-- Excerpt to read --
»»
Only one horse has ever won the race in the same year as winning the Melbourne and Caulfield cups, Rising Fast (1954), considered by many to be the greatest-ever horse from New Zealand. One other horse, Might & Power, has won all 3 races but the Cox Plate win was in the next year.

The double with the Melbourne Cup has only been achieved by seven horses: Makybe Diva, Might and Power, Saintly, Nightmarch, Phar Lap, Delta and Rising Fast.

Only three horses have ever won the Melbourne Cup and then gone on to win the Cox Plate the following year: Phar Lap, Might and Power and Makybe Diva.

The first Cox Plate was run in 1922 and won by the English horse Violoncello, who also won his next three starts during the Melbourne Spring Racing Carnival.

The 1925 race was taken out by three-year-old Manfred, who went on to win the VRC Derby and ran second to Windbag in the Melbourne Cup.

The class gallopers Heroic (21 wins from 51 races) and Amounis (33 wins from 78 races) were successful in 1926 and 1927.

Champion New Zealand-bred Nightmarch won in 1929 before Phar Lap took out the race in 1930 and 1931. Another dual winner of the race was Chatham in 1932 and 1934, as was Young Idea in 1936 and 1937.

The 1938 race was won by Ajax (36 wins from 46 races) in race record time. Outstanding New Zealand champion Beau Vite, a winner of 31 races, won in 1940 and 1941.

Due to restrictions on interstate travel due to World War II, the race was only contested by local horses from 1942 to 1944.

In 1946, the Cox Plate was run in two divisions with the mare Flight winning the stronger division. She became a dual winner following her victory a year earlier. Hydrogen became the seventh dual winner of the race with victories in 1952 and 1953. The dual Caulfield Cup and Melbourne Cup winner Rising Fast won in 1954. Redcraze, a 32-race winner and New Zealand champion, took out the Plate in 1957 as a seven-year-old, ridden by George Moore. Noholme took nearly a second off the race record in a front-running display to win in 1959.

Tulloch, who is often compared to Phar Lap and Carbine, won the following year and again set a new race record. Tobin Bronze became a dual winner of the race with victories in 1966 and 1967. The 1969 Cox Plate was won by the New Zealand three-year-old colt Daryl's Joy, who went on to race successfully in the USA. The popular Goondiwindi grey, Gunsynd, was trainer Tommy Smith's third winner of the Cox Plate in 1972, and the New Zealand Derby winner Fury's Order staggered to victory on a bog track in 1975. Surround became the first three-year-old filly to win the race in 1976, when she defeated the VRC Derby winner Unaware.
««
-- Activity --
Carry the Cox Plate history forward from its last sentence. The listing that follows comes from a separate source.

-- Data --
»»
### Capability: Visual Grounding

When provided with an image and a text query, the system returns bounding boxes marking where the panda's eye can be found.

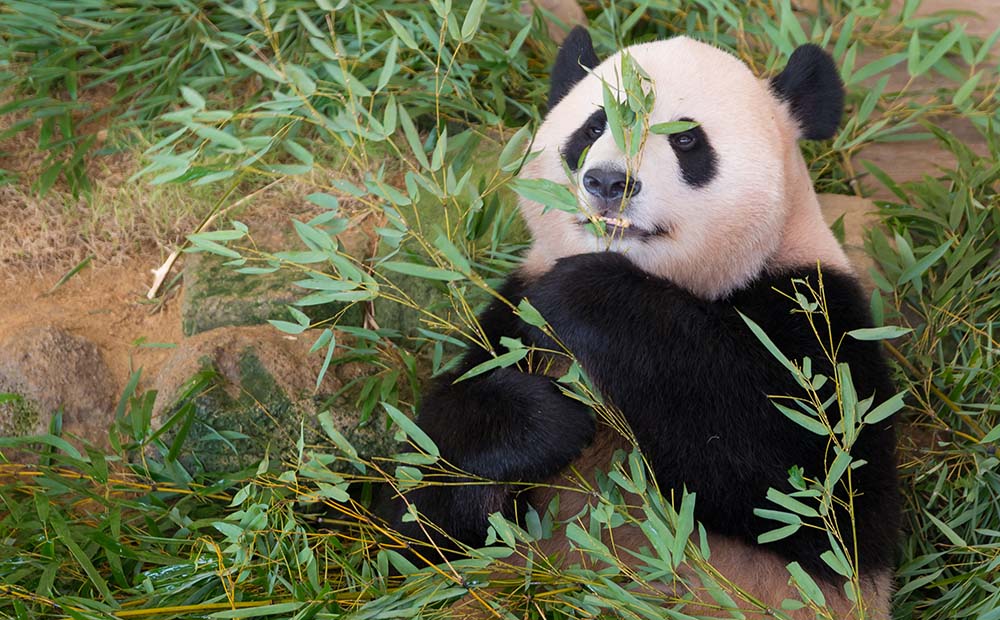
[670,131,698,151]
««
-- Answer box --
The ill-fated Dulcify strode away to win by seven lengths in 1979. He later started favourite in the Melbourne Cup but was put down after breaking a pelvis during the race. One of only two triple winners of the Cox Plate, Kingston Town, won in 1980, 1981 and 1982. On each occasion he was ridden by a different jockey: Malcolm Johnston in 1980, Ron Quinton in 1981, and Peter Cook in 1982. After winning in 1983, Strawberry Road raced in Europe and the US, where he ran fifth in the Prix de l'Arc de Triomphe at Longchamp and third to Seattle Song in the 1984 Washington, D.C. International at Laurel. In 1984, Red Anchor became trainer T.J. Smith's seventh Cox Plate winner. The 1986 Cox Plate was a two-horse war over the final 800 metres before Bonecrusher triumphed over Our Waverley Star by a neck. This encounter became known as the Race of the Century.

Rubiton, the winner in 1987, went on to a successful stud career where he sired a future Cox Plate winner in Fields of Omagh. Better Loosen Up was 30 lengths from the lead, with 1000 metres to run, before winning the 1990 Plate in record time. He later became the first – and remains the only – Australian horse to win the Japan Cup. The eight-year-old Super Impose won in 1992 and defeated a top-class field which included Better Loosen Up, Let's Elope and favourite Naturalism, who lost his rider. Naturalism went on to run second in the Japan Cup. Australian Horse of the Year Octagonal defeated Mahogany in 1995, while Saintly gave Bart Cummings his second winner of the race in 1996 and Dane Ripper his third winner the following year. The 'People's Champion' Might and Power led throughout to win in 1998, setting a new track record not to be broken for 17 years.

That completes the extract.